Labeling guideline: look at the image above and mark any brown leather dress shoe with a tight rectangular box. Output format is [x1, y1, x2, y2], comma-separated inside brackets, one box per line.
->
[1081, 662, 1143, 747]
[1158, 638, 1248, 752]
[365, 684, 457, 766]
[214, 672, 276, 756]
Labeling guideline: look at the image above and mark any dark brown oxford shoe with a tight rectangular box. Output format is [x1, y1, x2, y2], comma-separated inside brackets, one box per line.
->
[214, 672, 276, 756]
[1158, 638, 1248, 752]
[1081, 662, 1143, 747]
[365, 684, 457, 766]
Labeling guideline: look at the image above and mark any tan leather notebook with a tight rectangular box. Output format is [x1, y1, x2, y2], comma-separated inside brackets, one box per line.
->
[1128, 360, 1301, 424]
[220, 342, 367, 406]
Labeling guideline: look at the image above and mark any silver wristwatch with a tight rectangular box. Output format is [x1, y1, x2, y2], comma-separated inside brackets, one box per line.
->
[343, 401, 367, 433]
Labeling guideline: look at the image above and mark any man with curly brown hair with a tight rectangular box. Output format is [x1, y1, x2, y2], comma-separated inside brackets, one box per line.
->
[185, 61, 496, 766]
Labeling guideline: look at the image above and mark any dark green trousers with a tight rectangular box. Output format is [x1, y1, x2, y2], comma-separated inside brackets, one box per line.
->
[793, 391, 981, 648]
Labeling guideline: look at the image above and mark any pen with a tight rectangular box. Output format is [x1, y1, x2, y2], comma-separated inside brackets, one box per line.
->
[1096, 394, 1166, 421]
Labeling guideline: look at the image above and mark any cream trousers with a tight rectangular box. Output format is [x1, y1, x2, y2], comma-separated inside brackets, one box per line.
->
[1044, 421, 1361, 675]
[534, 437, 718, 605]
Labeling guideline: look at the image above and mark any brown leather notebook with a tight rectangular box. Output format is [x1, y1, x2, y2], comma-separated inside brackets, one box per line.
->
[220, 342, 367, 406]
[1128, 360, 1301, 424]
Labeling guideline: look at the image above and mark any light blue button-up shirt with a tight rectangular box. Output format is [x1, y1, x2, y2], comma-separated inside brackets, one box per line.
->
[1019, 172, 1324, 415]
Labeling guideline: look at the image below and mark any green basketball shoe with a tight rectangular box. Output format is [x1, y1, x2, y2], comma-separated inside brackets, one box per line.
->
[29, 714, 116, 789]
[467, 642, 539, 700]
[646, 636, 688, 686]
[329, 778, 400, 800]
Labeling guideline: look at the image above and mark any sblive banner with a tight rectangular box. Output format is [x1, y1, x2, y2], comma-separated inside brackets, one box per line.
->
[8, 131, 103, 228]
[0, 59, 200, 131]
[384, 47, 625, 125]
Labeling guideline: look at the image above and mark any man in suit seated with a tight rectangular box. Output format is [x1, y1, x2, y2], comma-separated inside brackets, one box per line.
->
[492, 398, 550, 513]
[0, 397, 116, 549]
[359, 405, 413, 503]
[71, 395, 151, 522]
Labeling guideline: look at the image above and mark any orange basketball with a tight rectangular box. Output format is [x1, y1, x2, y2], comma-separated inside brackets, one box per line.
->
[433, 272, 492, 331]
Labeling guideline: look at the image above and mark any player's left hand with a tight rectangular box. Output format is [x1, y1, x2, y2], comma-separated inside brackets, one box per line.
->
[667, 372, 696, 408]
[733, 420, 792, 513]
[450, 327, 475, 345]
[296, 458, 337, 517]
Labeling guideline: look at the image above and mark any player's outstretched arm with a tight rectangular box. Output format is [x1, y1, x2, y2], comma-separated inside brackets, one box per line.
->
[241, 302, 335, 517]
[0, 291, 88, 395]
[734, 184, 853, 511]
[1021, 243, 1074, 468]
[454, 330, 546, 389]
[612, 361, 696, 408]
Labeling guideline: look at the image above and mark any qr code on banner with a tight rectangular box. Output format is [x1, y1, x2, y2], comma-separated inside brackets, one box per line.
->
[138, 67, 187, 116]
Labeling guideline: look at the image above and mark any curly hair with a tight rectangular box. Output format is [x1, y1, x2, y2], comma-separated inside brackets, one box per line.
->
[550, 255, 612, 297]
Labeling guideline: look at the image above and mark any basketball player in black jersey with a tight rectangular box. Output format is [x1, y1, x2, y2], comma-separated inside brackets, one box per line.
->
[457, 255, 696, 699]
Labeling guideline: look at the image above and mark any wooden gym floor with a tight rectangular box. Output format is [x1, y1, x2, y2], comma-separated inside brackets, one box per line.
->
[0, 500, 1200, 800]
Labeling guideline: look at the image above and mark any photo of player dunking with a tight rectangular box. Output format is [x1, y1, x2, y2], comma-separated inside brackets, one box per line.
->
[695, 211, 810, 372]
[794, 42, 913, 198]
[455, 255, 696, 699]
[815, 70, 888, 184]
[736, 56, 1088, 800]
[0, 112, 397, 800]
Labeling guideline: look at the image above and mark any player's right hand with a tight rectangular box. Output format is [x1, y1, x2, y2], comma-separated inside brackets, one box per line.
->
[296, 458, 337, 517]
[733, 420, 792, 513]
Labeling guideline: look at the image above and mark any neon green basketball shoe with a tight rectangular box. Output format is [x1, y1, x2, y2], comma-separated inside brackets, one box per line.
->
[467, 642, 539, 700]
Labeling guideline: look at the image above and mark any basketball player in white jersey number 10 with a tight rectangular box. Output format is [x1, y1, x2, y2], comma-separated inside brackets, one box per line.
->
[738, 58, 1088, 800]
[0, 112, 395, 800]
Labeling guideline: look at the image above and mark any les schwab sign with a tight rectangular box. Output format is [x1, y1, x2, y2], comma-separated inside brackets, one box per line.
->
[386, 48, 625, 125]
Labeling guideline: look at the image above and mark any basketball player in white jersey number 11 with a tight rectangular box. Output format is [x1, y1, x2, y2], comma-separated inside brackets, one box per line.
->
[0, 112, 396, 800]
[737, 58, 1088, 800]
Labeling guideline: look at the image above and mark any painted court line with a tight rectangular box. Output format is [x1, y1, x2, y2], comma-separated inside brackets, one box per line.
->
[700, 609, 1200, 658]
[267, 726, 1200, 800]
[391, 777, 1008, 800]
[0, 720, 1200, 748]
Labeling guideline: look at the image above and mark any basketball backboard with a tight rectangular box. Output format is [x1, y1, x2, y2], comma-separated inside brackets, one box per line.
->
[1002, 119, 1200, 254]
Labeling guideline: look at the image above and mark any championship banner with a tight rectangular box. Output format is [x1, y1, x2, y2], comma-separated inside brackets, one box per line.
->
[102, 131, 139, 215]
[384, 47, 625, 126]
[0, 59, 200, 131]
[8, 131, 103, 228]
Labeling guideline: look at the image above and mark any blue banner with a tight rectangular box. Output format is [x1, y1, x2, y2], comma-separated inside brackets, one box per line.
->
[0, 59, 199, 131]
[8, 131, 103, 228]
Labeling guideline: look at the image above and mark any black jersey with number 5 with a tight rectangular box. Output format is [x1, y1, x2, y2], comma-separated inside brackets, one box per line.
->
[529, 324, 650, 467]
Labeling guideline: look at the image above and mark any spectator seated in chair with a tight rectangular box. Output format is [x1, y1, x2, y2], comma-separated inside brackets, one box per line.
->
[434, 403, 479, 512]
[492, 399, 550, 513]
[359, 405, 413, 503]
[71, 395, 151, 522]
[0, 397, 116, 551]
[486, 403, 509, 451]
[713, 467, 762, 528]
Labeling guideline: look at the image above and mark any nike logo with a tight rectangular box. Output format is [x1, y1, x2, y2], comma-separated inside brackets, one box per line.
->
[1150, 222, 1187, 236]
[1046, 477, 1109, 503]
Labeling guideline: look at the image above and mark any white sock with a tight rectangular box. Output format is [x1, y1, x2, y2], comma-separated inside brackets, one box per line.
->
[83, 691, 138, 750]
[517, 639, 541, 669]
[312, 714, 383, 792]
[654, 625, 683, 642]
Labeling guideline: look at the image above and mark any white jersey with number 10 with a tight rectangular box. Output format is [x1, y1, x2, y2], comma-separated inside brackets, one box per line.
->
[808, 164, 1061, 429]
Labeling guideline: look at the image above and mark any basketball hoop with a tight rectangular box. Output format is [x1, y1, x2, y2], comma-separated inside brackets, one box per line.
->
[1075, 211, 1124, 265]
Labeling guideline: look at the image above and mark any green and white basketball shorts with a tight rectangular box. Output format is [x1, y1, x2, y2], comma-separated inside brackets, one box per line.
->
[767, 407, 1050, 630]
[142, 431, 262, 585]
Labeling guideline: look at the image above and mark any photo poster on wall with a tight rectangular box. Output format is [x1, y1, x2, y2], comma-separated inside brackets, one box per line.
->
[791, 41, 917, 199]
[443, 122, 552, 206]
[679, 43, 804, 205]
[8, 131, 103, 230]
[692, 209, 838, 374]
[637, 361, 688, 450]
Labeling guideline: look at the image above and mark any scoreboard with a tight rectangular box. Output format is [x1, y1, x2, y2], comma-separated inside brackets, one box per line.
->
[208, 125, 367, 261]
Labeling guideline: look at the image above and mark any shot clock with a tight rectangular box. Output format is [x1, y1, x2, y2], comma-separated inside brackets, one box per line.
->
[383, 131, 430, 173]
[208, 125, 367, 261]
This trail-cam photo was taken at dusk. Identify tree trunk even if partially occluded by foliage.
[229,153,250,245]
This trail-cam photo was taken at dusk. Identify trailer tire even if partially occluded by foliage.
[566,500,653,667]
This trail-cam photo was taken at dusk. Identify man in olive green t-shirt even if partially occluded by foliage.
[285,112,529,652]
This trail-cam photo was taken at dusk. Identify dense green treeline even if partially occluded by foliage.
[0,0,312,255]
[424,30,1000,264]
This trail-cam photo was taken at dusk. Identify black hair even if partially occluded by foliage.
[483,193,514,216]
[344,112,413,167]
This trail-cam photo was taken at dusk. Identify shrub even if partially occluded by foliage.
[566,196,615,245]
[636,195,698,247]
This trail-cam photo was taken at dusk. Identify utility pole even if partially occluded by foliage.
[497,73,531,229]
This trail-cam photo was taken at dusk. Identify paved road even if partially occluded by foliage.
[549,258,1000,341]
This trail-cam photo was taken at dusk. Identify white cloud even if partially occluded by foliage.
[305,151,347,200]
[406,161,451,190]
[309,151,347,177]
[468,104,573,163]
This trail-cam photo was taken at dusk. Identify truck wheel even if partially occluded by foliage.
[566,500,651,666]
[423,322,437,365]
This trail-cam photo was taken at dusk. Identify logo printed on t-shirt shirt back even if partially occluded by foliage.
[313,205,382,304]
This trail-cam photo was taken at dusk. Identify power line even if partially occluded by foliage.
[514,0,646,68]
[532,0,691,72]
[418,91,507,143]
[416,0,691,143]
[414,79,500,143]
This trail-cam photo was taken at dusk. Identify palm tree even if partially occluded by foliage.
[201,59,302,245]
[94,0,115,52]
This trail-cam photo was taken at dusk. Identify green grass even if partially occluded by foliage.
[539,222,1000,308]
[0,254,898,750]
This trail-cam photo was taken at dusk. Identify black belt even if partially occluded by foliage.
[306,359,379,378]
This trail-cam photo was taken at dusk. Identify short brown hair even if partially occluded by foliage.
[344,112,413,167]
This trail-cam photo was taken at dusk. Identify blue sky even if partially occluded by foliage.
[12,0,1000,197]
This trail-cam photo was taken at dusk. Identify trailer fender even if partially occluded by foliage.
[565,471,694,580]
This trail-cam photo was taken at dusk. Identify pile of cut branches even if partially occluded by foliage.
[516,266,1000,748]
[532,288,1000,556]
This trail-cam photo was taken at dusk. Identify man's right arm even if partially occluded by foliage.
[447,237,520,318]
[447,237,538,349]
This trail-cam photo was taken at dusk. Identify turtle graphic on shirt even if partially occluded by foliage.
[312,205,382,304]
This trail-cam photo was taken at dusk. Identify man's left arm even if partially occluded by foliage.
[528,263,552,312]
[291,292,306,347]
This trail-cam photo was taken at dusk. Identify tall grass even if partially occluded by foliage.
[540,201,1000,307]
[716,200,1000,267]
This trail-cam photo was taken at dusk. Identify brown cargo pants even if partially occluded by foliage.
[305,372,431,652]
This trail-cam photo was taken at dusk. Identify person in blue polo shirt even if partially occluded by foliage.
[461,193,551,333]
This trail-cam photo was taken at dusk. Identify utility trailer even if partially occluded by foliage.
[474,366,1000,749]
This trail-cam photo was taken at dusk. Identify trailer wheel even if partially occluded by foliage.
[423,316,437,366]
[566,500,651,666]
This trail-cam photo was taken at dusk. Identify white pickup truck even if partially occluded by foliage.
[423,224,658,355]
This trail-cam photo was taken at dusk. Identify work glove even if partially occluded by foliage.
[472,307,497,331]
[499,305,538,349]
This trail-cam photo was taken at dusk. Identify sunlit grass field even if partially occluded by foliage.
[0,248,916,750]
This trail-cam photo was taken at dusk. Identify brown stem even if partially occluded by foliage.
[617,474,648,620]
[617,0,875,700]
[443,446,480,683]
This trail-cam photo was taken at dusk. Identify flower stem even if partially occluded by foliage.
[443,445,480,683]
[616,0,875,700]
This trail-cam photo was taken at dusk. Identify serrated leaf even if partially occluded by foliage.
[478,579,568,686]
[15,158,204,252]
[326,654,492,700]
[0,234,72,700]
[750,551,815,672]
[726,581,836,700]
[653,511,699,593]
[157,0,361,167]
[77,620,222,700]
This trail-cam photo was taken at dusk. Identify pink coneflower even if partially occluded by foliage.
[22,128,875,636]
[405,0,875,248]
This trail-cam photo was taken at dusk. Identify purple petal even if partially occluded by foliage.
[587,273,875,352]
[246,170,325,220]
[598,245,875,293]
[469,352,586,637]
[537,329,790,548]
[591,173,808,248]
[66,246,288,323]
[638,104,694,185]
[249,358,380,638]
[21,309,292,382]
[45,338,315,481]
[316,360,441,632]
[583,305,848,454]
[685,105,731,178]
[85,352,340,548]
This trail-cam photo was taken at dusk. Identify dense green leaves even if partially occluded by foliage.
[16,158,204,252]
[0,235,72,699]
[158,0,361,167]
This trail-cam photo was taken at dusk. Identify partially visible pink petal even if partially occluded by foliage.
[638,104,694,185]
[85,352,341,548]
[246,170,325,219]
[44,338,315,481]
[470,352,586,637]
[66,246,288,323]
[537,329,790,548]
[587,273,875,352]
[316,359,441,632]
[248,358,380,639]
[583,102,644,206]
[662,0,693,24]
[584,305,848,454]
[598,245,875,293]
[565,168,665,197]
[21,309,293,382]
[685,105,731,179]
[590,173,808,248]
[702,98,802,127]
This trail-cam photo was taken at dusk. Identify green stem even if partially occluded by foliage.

···

* _Set problem_: Please convert everything from the line containing "leaves even if partially occluded by foliage." down to the last of the lines above into a JSON list of strings, one string per line, with blank lines left out.

* _Correct answer_:
[
  "This trail-cam photo was taken at dusk. Identify dense green leaves even if partially occluded by foliage.",
  "[16,158,204,252]",
  "[0,235,72,699]",
  "[158,0,361,167]",
  "This trail-cam photo was taken at dusk. Identify partially visible pink petal even if partially occluded by foliage.",
  "[638,104,694,185]",
  "[85,352,341,548]",
  "[246,170,325,219]",
  "[44,338,315,481]",
  "[470,352,586,637]",
  "[66,246,288,323]",
  "[537,329,790,548]",
  "[587,273,875,352]",
  "[316,359,441,632]",
  "[248,358,380,639]",
  "[583,102,644,206]",
  "[662,0,693,24]",
  "[584,305,848,454]",
  "[598,245,875,293]",
  "[565,168,665,197]",
  "[21,309,293,382]",
  "[685,105,731,179]",
  "[590,173,808,248]",
  "[702,98,802,127]",
  "This trail-cam photo was taken at dusk. Identify green stem even if partially occluded by foliage."
]